◆ TEXTE SOURCE ◆

::::

Un autre problème est celui de la violence : le centre d'appel créé en 2005 a enregistré huit cents témoignages l'année de sa création, mais près de trois mille cinq cents en 2007. Si cette augmentation s'explique pour partie par la montée en puissance du dispositif, elle témoigne aussi de la réalité de la situation à laquelle les soignants sont confrontés.

Guy Lebrun, président de la MNHPP, a insisté sur la perte de temps liée aux tâches administratives et sur ses conséquences dans les départements où les médecins sont peu nombreux. L'obligation de codifier les actes est une charge très importante à laquelle doivent être préparés les futurs médecins.

Jean-Pierre Belon, vice-président du groupe Pasteur mutualité, a présenté les préconisations issues du colloque de 2008. En matière de prévention, il est important de mieux informer les futurs professionnels au cours de leurs études. La France pourrait s'inspirer de l'exemple canadien pour éviter le « burn out » en prévenant les étudiants du danger lié aux fonctions qu'ils sont appelés à exercer.

Pour les professionnels en exercice, il n'a pas été possible d'obtenir de l'assurance maladie que l'épuisement professionnel soit retenu comme thème dans le cadre de la formation professionnelle continue. Le groupe Pasteur mutualité mène actuellement un travail destiné à déterminer les conditions d'acceptabilité d'une consultation par les soignants. En effet, se faire aider suppose d'admettre sa souffrance et sa vulnérabilité, ce qui est particulièrement difficile pour les soignants. Le groupe Pasteur mutualité a mis en place avec l'ordre des médecins, la fédération hospitalière de France, la fédération de l'hospitalisation privée et la caisse autonome de retraite des médecins de France, une association pour la promotion des soins aux soignants. En effet, l'automédication pose de véritables difficultés puisque 95 % des médecins se sont désignés eux-mêmes comme leur médecin traitant. Il faut aussi traiter les conduites addictives et, sur le modèle de la Catalogne, une structure d'addictologie dédiée aux soignants est en train d'être mise en place. La prévention du suicide est également une priorité. Contrairement à ce que l'on pourrait croire, il n'y a pas plus de suicides chez les libéraux que chez les hospitaliers. L'étude santé et satisfaction des médecins au travail (Sesmat) de 2007-2008 a montré que 13,5 % des médecins et pharmaciens hospitaliers sont en état de souffrance professionnelle et que 50 % d'entre eux sont en danger. 14 % des médecins ont indiqué leur intention d'abandonner la profession, ce qui serait une grande perte pour notre pays.

::::

◆ DONNÉES FOURNIES ◆
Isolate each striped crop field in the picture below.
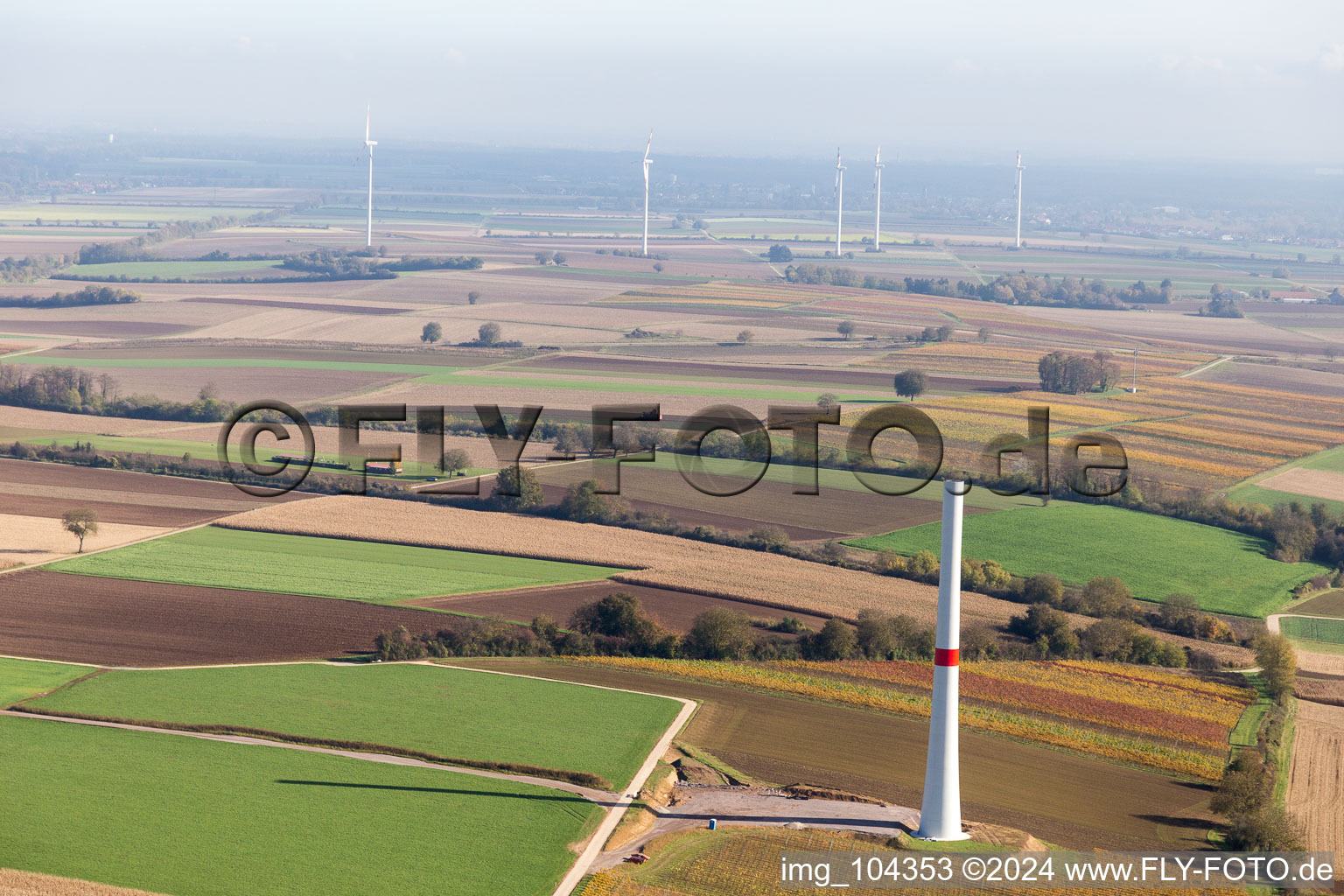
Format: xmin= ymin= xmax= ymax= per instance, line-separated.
xmin=558 ymin=657 xmax=1254 ymax=780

::::

◆ CONSIGNE ◆
Répondez aux questions suivantes d'après le texte sur la souffrance des soignants.
1. Combien de témoignages le centre d'appel a-t-il enregistrés en 2007 ?
2. De quel organisme Guy Lebrun est-il président ?
3. Quel pourcentage des médecins ont indiqué leur intention d'abandonner la profession ?

◆ CORRIGÉ ◆
1. Près de trois mille cinq cents.
2. De la MNHPP.
3. 14 %.